■ **What needs to be done**
All lines containing the string "ceiling" must be copied from the entries.

Collected data:
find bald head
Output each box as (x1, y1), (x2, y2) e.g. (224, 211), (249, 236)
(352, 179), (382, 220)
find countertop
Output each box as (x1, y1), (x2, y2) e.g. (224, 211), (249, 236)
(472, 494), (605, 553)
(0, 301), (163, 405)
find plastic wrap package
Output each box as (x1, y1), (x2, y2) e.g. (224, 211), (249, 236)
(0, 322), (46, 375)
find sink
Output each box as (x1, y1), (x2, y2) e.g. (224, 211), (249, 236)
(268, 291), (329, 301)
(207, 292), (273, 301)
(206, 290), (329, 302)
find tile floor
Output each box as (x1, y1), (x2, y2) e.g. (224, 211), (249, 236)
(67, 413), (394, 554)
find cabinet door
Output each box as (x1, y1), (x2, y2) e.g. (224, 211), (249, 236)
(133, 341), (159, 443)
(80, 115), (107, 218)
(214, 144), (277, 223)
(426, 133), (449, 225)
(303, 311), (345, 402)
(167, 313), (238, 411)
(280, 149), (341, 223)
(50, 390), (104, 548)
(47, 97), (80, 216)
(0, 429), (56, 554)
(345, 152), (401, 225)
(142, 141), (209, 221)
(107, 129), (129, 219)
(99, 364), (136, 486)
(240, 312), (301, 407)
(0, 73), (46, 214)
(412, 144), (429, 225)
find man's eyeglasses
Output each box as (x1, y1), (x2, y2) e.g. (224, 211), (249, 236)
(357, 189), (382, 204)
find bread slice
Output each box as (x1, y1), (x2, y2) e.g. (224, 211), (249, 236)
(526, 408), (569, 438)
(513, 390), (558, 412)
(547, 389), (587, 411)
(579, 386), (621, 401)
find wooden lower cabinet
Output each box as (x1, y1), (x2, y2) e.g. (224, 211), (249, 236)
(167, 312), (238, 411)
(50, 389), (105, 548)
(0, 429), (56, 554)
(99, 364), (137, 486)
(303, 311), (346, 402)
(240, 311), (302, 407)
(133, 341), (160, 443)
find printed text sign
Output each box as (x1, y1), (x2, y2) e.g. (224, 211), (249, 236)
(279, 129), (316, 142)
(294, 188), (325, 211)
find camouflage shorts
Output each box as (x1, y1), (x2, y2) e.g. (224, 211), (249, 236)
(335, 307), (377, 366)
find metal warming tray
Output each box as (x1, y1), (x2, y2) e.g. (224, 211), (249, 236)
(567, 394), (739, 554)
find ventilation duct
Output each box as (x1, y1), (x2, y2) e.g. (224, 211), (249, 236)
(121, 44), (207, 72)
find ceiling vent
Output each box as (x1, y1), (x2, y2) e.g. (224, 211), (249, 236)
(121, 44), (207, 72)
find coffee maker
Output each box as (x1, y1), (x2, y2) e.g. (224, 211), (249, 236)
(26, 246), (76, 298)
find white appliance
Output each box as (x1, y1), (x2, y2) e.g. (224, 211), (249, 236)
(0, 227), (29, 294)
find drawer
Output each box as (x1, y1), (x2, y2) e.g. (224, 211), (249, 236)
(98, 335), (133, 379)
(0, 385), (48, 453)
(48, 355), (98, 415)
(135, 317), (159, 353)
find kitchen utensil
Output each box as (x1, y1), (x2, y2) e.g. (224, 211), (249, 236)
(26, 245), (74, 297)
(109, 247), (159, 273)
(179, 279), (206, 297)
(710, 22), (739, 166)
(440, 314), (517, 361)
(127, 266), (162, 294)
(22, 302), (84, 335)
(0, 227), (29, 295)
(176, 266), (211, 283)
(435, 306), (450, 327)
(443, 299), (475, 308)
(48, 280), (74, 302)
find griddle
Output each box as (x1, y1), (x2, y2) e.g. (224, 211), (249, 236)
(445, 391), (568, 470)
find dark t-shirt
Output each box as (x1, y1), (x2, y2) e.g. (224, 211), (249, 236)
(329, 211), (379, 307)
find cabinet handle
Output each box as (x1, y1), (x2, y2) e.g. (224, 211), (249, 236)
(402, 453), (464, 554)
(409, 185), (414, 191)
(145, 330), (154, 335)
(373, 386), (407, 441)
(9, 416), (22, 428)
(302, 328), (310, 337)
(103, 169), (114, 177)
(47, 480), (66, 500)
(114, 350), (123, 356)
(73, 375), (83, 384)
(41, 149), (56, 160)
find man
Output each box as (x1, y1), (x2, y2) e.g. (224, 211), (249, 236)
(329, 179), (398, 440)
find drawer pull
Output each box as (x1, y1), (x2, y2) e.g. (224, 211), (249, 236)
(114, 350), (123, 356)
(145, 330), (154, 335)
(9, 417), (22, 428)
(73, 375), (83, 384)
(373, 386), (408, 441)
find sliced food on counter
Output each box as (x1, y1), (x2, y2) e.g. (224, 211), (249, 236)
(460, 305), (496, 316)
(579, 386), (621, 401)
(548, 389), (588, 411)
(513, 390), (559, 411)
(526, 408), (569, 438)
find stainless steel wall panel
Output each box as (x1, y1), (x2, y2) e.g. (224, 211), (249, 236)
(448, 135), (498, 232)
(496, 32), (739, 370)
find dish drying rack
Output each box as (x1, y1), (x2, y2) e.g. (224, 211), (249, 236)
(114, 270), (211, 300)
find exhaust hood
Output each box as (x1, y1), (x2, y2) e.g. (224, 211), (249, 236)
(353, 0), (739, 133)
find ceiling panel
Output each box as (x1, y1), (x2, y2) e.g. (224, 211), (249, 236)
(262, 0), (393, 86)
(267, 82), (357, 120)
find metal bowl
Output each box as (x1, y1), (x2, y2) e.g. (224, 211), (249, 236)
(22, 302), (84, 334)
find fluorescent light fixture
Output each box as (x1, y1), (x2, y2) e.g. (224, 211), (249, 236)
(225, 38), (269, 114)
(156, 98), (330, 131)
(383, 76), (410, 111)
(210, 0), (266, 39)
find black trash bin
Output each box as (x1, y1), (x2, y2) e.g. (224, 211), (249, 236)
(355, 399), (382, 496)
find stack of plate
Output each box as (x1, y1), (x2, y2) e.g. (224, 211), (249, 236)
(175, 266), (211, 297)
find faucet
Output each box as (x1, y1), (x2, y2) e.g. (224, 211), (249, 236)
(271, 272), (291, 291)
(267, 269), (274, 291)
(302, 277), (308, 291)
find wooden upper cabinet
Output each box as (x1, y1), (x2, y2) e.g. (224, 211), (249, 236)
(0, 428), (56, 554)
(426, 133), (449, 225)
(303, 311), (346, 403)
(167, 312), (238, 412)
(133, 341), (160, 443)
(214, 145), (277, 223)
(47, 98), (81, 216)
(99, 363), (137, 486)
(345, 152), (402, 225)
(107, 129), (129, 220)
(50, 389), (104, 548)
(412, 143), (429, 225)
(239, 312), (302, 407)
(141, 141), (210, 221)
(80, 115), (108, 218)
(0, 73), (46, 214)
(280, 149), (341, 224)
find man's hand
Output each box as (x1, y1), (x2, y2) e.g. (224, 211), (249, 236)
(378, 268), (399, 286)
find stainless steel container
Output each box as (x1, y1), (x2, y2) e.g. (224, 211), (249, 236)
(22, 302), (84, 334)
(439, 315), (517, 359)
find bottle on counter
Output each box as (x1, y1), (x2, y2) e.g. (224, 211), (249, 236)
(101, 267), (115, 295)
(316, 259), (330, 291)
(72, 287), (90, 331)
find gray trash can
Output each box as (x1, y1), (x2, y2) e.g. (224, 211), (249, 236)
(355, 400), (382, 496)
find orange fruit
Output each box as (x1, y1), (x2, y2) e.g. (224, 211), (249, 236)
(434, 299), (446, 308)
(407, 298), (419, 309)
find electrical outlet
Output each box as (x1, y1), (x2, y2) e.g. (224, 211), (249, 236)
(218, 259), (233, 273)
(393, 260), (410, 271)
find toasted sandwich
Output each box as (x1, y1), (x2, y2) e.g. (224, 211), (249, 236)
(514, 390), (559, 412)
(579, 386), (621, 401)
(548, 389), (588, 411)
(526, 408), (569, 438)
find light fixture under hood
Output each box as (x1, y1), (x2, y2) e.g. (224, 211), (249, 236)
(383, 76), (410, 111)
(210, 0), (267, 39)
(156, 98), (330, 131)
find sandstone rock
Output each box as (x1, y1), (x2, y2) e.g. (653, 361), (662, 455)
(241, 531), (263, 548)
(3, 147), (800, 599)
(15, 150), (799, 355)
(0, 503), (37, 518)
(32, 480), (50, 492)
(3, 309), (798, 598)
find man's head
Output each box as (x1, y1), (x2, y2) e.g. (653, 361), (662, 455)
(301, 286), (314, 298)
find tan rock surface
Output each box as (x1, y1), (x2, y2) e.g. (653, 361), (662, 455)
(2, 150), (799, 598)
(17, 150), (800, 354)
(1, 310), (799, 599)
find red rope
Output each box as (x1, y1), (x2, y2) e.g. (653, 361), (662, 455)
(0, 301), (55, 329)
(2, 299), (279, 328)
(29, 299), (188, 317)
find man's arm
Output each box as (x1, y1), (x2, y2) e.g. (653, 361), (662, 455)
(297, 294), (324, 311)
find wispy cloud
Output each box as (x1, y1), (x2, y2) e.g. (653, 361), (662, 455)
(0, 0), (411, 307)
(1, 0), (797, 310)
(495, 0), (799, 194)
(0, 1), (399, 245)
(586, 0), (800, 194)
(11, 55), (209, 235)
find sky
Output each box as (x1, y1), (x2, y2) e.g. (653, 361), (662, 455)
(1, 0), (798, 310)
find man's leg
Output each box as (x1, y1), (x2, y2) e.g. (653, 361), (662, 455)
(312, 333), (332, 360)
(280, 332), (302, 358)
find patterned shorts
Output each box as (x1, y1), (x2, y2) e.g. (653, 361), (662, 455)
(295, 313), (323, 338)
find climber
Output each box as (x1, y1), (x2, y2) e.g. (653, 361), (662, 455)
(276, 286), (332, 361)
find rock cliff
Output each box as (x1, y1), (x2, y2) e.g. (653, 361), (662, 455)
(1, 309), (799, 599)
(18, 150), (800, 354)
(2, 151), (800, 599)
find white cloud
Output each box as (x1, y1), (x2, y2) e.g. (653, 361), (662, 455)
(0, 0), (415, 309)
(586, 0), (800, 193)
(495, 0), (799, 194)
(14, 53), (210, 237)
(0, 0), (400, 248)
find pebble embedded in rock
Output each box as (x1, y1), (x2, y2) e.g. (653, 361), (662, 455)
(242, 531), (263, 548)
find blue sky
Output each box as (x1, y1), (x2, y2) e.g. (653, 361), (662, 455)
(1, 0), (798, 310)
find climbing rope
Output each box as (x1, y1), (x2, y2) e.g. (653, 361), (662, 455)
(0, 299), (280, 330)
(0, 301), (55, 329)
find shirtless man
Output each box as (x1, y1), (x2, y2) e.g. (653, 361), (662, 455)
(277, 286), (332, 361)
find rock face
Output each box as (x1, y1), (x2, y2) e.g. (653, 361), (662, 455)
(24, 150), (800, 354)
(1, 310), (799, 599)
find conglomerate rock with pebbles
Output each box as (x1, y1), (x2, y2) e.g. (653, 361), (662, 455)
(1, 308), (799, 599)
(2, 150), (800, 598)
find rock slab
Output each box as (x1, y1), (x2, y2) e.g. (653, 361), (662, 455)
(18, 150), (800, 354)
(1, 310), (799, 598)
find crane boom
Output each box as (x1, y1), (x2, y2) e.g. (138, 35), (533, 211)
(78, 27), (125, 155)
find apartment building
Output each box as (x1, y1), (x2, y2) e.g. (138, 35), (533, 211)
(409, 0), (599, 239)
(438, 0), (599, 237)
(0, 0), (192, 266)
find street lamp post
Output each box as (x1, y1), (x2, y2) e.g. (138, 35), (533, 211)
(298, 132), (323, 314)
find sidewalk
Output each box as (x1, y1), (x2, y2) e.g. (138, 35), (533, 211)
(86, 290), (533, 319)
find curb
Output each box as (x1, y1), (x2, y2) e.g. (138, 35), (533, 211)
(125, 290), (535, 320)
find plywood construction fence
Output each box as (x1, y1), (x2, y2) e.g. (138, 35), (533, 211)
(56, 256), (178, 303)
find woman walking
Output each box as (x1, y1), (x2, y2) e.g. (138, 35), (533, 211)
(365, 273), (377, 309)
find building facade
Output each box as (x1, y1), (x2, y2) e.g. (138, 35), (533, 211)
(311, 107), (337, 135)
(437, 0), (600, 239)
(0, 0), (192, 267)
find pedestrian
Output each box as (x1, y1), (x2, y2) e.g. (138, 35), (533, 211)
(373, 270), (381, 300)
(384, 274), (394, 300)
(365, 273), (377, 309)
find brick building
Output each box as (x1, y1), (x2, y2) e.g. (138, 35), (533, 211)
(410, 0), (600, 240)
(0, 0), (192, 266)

■ **Task answer**
find ceiling vent
find ceiling panel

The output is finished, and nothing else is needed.